• _TEKS SUMBER_
/---

Korporasi Sawit Bermasalah dalam Program Pemutihan: Konflik, Pelanggaran, dan Suap

Jumat, 21 Februari 2025 | 09:49:30 WIB
Korporasi Sawit Bermasalah dalam Program Pemutihan: Konflik, Pelanggaran, dan Suap

JAKARTA - Program pemutihan sawit yang diinisiasi oleh pemerintah menuai kontroversi terkait keterlibatan sejumlah korporasi yang terindikasi melakukan pelanggaran. Mulai dari penanaman di luar wilayah izin, tidak memenuhi kewajiban plasma, hingga dugaan suap. Kebijakan pemutihan ini, berdasarkan Surat Keputusan Menteri Kehutanan No 36 Tahun 2025, mencatat 436 perusahaan sawit yang mendapatkan status pemutihan, dengan total lahan seluas 790.474 hektare dalam proses penyelesaian sesuai kriteria Pasal 110A UU Cipta Kerja. Namun, seluas 317.253 hektare kebun sawit mengalami penolakan penyelesaian karena gagal memenuhi kriteria yang ditetapkan.

\---

Tuliskan lanjutan berita tentang program pemutihan sawit di atas, dimulai setelah kalimat terakhirnya.

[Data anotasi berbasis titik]
/---

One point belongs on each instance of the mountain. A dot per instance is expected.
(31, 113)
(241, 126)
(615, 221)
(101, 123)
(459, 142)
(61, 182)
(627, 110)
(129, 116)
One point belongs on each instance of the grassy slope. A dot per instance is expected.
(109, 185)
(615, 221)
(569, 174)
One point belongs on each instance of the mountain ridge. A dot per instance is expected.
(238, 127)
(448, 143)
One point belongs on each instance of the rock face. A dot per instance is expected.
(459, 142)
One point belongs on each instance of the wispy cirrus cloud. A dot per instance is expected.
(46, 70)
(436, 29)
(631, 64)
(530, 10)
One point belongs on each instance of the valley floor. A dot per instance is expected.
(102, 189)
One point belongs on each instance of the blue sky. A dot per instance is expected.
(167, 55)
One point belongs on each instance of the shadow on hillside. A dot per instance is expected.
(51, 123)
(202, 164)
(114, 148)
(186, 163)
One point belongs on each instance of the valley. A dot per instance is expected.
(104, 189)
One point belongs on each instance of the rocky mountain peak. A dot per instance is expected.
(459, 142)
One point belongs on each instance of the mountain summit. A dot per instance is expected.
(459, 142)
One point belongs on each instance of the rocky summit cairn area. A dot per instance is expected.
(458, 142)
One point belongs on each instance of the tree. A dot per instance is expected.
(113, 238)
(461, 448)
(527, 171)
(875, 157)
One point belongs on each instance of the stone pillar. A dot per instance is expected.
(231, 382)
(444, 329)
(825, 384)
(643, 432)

\---

• _JAWABAN TUGAS_
Korporasi Besar dan Pelanggaran di Lapangan

Bumitama Group dan Sampoerna Agro Group adalah dua korporasi anggota Roundtable Sustainable Palm Oil (RSPO) yang tercatat memiliki masalah hukum dan konflik sosial. Peneliti Sawit Watch, Bony, mengungkapkan adanya dugaan aktivitas ilegal di kawasan hutan yang dilakukan oleh anak perusahaan kedua grup besar ini. "Hasil temuan lapangan kami menunjukkan bahwa anak perusahaan grup besar dari Bumitama Group dan Sampoerna Agro Group di Kalimantan Tengah masih menyisakan persoalan konflik sosial dan diduga telah melakukan aktivitas kebun sawit ilegal di kawasan hutan," ujar Bony.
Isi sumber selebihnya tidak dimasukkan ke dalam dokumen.